Directions for this task: Filter the material below down to the lines that contain the word "hair", and copy each of those lines unchanged.

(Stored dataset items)
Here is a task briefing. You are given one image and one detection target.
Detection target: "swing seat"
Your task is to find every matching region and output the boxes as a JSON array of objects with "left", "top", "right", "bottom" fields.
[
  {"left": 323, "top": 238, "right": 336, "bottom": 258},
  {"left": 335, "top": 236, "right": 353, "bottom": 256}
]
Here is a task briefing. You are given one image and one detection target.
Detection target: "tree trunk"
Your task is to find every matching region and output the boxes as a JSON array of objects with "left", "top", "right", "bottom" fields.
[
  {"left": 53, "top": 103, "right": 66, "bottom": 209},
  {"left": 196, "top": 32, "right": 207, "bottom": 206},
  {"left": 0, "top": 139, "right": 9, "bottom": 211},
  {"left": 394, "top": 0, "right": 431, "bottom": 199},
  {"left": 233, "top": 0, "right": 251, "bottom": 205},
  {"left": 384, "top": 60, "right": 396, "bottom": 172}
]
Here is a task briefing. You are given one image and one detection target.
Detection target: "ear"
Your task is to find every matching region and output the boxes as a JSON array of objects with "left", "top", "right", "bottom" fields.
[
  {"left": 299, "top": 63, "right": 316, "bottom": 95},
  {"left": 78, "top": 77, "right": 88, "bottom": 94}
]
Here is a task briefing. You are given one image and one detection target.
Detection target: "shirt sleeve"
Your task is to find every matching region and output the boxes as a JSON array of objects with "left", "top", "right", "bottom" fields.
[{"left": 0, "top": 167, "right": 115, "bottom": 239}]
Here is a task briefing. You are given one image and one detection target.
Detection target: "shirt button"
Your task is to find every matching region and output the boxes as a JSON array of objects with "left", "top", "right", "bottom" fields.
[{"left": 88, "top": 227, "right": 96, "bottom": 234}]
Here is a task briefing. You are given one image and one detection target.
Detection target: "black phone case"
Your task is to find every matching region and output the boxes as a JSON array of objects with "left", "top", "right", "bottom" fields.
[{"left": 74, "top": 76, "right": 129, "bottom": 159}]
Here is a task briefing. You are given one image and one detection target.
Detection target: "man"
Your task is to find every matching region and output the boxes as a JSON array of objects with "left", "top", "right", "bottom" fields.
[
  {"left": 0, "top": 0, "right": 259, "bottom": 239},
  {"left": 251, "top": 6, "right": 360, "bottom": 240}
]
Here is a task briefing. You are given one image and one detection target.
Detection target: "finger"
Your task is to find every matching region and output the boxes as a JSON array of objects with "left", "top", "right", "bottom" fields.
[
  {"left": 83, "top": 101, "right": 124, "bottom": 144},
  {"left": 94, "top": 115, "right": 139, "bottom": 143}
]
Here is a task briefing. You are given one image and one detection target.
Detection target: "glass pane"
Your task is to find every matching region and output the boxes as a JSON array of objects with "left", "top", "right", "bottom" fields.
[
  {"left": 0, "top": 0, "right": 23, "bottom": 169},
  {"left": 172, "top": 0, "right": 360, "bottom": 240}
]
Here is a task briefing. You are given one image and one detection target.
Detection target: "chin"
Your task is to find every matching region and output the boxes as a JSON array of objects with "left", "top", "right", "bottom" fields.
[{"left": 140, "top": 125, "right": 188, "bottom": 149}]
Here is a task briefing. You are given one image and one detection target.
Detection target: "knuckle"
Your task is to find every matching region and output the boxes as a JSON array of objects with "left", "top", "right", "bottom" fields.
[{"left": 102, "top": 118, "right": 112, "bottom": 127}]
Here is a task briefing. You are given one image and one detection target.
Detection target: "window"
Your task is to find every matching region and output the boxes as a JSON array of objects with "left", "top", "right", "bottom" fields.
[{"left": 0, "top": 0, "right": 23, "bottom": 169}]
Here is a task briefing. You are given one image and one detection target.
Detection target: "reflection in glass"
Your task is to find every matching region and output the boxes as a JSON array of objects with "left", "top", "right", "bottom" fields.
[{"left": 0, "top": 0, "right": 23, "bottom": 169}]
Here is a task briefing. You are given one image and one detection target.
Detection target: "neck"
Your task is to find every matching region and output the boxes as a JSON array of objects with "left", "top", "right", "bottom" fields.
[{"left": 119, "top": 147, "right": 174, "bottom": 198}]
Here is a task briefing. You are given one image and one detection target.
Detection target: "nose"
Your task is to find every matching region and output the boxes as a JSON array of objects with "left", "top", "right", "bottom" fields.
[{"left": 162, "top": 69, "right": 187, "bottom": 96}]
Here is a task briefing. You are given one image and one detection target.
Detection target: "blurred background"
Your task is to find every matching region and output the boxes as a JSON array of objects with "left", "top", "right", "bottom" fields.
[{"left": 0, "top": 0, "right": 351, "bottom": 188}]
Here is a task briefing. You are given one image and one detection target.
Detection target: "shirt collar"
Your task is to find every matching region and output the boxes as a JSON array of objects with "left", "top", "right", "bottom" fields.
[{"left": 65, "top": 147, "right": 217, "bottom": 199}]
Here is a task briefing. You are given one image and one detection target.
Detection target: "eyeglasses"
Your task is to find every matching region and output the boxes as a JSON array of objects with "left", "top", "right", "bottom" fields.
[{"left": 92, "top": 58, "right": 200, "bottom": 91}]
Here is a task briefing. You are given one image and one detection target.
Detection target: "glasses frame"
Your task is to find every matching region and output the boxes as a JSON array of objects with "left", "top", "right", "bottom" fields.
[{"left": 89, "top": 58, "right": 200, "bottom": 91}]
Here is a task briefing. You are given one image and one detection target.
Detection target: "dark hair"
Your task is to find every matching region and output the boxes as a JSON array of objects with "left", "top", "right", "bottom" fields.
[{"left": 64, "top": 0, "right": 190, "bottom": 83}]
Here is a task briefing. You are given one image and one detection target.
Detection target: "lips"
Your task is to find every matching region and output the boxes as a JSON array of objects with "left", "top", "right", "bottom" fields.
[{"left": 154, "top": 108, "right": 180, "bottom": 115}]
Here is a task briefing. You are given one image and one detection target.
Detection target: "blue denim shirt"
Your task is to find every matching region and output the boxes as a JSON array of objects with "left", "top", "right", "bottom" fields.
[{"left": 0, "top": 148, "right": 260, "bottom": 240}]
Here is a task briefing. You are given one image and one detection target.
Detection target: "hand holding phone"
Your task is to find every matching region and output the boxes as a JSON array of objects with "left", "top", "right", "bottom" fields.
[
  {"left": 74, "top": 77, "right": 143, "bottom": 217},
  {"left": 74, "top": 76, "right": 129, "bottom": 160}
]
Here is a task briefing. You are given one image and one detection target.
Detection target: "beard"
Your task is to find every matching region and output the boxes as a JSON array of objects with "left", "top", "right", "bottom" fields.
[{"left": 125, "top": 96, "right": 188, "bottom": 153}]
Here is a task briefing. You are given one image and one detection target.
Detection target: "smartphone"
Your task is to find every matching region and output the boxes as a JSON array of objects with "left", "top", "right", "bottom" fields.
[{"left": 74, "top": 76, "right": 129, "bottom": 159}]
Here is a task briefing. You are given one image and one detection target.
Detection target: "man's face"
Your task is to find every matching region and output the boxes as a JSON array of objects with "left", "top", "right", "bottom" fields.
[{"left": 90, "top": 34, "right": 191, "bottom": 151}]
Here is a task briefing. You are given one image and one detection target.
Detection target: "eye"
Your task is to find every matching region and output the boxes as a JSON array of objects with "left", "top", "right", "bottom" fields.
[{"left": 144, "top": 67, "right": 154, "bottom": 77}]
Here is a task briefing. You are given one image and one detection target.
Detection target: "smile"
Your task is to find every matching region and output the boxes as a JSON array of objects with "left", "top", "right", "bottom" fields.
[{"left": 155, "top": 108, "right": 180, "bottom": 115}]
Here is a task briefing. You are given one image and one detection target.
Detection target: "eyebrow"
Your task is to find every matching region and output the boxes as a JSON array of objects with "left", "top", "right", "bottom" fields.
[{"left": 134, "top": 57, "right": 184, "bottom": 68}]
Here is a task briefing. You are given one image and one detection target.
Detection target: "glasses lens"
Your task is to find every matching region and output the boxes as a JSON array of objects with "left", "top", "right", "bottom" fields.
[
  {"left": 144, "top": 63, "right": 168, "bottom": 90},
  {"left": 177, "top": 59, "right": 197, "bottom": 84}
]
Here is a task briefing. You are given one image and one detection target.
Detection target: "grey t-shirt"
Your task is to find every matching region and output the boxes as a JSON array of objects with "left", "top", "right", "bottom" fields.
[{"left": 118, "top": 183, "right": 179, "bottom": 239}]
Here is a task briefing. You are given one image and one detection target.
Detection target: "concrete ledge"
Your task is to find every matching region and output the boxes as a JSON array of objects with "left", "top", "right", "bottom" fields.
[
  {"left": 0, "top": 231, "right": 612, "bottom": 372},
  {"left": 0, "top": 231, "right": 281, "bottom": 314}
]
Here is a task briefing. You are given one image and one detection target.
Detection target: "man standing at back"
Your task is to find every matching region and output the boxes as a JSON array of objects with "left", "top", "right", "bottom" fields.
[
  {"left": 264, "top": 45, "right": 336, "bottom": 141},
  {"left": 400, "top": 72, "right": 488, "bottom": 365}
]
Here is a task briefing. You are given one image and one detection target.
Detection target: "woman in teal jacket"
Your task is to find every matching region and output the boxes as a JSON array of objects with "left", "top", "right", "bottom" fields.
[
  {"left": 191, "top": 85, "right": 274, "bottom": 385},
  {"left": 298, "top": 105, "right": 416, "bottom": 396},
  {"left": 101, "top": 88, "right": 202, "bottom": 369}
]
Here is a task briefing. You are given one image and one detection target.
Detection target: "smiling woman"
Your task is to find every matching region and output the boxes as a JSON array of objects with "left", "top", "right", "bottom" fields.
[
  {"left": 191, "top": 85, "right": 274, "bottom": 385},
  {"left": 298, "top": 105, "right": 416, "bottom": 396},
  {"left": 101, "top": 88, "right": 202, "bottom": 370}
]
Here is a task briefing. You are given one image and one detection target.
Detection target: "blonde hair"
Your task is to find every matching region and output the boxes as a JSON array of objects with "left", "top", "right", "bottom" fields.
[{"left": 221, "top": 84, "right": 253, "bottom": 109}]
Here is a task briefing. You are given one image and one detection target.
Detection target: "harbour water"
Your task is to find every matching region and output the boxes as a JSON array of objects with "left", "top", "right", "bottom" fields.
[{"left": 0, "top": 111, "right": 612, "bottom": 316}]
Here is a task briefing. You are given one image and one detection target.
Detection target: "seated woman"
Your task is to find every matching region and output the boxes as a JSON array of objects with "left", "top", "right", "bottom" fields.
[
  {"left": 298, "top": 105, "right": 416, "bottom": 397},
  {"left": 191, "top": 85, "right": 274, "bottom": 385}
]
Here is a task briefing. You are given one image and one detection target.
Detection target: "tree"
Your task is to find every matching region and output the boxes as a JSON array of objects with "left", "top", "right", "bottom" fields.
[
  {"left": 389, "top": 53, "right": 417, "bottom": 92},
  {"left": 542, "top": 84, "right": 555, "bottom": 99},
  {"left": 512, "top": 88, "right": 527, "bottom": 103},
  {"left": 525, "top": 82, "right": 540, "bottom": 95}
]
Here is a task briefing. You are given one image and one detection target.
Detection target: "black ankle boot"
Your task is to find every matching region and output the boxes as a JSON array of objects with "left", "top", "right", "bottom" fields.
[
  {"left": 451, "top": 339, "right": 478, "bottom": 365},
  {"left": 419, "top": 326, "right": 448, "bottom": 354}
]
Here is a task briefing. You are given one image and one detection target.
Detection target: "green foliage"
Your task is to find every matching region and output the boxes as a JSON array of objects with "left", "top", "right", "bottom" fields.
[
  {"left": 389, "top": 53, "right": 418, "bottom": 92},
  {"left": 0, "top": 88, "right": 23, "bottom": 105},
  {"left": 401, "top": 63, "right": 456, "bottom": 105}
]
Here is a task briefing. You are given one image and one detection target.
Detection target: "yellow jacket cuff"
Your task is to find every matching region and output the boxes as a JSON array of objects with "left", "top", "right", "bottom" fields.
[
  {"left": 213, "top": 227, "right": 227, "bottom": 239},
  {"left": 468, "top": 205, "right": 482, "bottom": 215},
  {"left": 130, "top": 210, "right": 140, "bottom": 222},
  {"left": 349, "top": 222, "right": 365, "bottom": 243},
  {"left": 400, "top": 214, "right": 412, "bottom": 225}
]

Final result:
Detection target: "dark hair"
Detection target: "blonde hair"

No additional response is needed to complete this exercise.